The attention surprised the officers involved as well, who felt they were just doing their job, Nils said.
“(Nastold said) ‘I was just playing with a toy with him, trying to help him nap.’ He doesn’t feel deserving. But it’s just such a positive thing,” said Hils, who serves as the newly-elected president of the Cincinnati Fraternal Order of Police, the city’s police union.
Police said the boy’s mother, 28-year-old Tanisha Caldwell, arrived at the police station about 5:30 a.m. to pick up her son.
She appeared to be intoxicated and allegedly admitted to drinking the night before, officials said.
Caldwell allegedly said the boy had gotten out of the home before. He had been found not far from his home, cops said.
She was arrested and charged with child endangerment, police said.
Caldwell will be arraigned on Wednesday, according to court documents.

## INFORMATION SHOWN
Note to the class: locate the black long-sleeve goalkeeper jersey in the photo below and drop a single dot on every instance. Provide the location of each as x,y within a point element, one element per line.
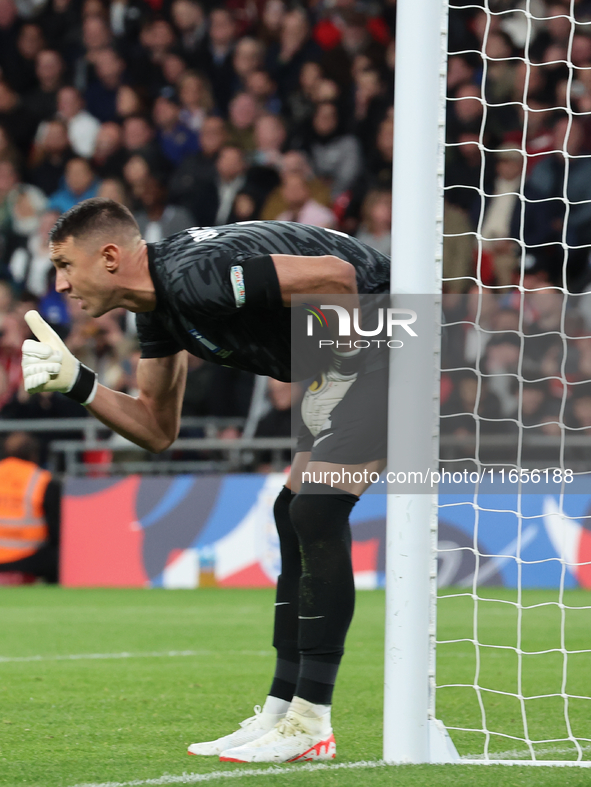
<point>202,305</point>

## TASK LIST
1) Answer from the news excerpt about Tanisha Caldwell's arrest:
(a) At about what time did the boy's mother arrive at the police station?
(b) What charge was she given?
(c) On what day will she be arraigned?
2) Carry on the news excerpt about Tanisha Caldwell's arrest from its final sentence.
The data plays no part in these tasks.

## EXERCISE RESPONSES
1)
(a) About 5:30 a.m.
(b) Child endangerment.
(c) Wednesday.

2)
The boy was eventually placed with his aunt, Jones said.
He commended his officers, both of whom have been on the force for less than year, for their actions.
“They did go above and beyond,” he said. “I’m not surprised, because police officers nowadays are getting a very bad rap in the media… but in reality, this is more what the average police officer does; these are the types of things they’re doing every day.”
Hils agreed, saying: “This isn’t that uncommon. This is what cops do when they have the opportunity to reach out and help out an innocent kid. This is what they do.”